Exercise materials:
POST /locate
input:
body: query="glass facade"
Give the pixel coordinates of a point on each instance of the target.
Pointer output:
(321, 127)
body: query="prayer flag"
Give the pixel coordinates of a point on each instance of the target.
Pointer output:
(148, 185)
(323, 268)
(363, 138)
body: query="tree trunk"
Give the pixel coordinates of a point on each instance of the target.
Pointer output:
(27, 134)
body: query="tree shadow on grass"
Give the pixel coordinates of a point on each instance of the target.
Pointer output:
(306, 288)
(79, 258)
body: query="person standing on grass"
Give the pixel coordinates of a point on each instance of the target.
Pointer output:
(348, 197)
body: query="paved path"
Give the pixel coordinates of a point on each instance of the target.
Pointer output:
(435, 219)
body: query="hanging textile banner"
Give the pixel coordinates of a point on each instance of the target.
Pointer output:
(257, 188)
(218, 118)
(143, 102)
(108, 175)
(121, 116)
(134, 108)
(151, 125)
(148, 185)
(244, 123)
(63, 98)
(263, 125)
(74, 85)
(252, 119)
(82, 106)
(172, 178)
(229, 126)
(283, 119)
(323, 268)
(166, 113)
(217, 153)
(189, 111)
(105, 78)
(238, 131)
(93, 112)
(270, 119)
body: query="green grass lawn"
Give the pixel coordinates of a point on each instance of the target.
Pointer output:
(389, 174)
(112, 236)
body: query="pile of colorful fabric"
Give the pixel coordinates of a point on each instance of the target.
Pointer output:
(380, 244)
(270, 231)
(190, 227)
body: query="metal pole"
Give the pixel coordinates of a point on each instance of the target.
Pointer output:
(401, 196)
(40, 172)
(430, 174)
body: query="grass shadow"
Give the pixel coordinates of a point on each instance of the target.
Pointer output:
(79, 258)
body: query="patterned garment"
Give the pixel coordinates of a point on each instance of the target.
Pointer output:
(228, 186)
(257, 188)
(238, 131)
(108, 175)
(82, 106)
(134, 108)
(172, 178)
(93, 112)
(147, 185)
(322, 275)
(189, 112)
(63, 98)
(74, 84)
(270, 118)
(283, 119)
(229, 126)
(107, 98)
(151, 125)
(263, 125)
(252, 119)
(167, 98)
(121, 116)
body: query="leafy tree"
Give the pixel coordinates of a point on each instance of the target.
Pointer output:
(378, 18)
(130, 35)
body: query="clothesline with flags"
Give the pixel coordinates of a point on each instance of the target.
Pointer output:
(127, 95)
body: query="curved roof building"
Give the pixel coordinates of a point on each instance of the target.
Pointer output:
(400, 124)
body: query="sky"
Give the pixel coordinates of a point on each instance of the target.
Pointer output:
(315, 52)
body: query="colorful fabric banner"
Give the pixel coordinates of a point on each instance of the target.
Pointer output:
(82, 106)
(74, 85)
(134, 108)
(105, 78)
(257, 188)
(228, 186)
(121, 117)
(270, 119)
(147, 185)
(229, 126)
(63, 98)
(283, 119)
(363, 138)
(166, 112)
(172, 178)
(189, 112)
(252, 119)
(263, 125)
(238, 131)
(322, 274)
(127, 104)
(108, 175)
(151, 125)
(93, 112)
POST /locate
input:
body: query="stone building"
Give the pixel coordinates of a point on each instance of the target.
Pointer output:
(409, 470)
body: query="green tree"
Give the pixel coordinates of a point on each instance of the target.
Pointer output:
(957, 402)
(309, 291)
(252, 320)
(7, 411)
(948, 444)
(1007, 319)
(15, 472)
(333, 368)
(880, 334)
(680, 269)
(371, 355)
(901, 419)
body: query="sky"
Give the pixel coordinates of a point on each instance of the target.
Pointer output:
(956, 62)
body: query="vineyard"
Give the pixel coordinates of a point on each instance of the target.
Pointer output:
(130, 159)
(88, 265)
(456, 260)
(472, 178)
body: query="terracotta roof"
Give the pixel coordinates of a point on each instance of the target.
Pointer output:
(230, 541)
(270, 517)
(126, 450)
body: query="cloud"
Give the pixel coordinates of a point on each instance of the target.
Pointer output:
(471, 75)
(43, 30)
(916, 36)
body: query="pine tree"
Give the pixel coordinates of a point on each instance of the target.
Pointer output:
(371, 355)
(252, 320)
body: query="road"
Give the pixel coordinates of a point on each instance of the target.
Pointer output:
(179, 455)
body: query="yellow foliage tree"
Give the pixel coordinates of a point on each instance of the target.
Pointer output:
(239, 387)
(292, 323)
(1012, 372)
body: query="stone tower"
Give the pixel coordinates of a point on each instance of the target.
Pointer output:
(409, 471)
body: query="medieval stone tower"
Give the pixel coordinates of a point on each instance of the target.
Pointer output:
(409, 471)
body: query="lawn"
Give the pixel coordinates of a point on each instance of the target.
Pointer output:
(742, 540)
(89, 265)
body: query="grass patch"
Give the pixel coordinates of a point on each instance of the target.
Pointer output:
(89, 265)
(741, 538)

Instructions for the task:
Collect each line of the data above that contains the string "grass", and copy those lines unchanged in their original order.

Solution for this exercise:
body: query="tree shadow on grass"
body: query="person standing on grass"
body: query="green grass lawn"
body: query="grass shadow"
body: query="grass patch"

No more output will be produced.